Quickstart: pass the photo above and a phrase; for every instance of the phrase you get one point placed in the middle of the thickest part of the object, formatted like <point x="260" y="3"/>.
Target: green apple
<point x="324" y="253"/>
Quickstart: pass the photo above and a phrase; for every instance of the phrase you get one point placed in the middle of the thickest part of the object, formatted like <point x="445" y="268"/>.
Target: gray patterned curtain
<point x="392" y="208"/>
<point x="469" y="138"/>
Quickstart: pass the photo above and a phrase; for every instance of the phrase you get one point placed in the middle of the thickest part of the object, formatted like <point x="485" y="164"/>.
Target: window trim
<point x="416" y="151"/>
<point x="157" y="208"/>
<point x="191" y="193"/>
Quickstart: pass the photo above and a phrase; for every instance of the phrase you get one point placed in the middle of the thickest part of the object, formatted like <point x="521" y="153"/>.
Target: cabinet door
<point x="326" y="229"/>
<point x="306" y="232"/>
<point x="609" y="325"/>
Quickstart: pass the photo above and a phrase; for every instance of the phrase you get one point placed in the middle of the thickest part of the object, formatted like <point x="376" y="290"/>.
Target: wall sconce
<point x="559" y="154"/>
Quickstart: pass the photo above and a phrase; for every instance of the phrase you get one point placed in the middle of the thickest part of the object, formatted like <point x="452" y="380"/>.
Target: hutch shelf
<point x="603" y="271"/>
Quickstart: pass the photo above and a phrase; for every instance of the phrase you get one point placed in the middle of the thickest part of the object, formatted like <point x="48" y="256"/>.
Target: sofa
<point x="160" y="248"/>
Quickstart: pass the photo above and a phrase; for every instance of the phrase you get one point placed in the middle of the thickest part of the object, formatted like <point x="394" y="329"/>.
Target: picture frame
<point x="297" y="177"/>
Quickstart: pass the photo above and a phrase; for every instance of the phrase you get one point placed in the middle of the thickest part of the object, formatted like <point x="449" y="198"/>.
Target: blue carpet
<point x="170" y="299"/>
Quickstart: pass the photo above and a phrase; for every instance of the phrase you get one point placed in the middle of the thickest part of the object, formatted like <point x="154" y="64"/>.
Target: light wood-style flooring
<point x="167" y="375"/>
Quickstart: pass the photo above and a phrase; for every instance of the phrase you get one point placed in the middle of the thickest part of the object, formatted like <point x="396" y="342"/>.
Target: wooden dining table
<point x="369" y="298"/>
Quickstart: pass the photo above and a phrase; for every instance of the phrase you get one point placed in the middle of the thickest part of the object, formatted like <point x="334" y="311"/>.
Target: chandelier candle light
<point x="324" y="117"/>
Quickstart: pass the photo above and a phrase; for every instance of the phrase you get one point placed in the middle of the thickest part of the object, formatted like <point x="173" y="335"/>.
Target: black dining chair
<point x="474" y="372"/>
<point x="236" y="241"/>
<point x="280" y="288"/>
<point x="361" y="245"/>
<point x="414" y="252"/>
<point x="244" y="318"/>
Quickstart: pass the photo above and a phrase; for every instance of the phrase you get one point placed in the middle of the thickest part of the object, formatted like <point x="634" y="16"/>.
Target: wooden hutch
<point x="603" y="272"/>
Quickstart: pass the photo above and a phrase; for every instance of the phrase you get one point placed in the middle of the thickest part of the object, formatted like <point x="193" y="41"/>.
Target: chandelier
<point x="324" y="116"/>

--

Recopila todas las líneas de las entradas anteriores que contengan la palabra "wooden", distinguiendo entre mayúsculas y minúsculas.

Target: wooden dining table
Target: wooden hutch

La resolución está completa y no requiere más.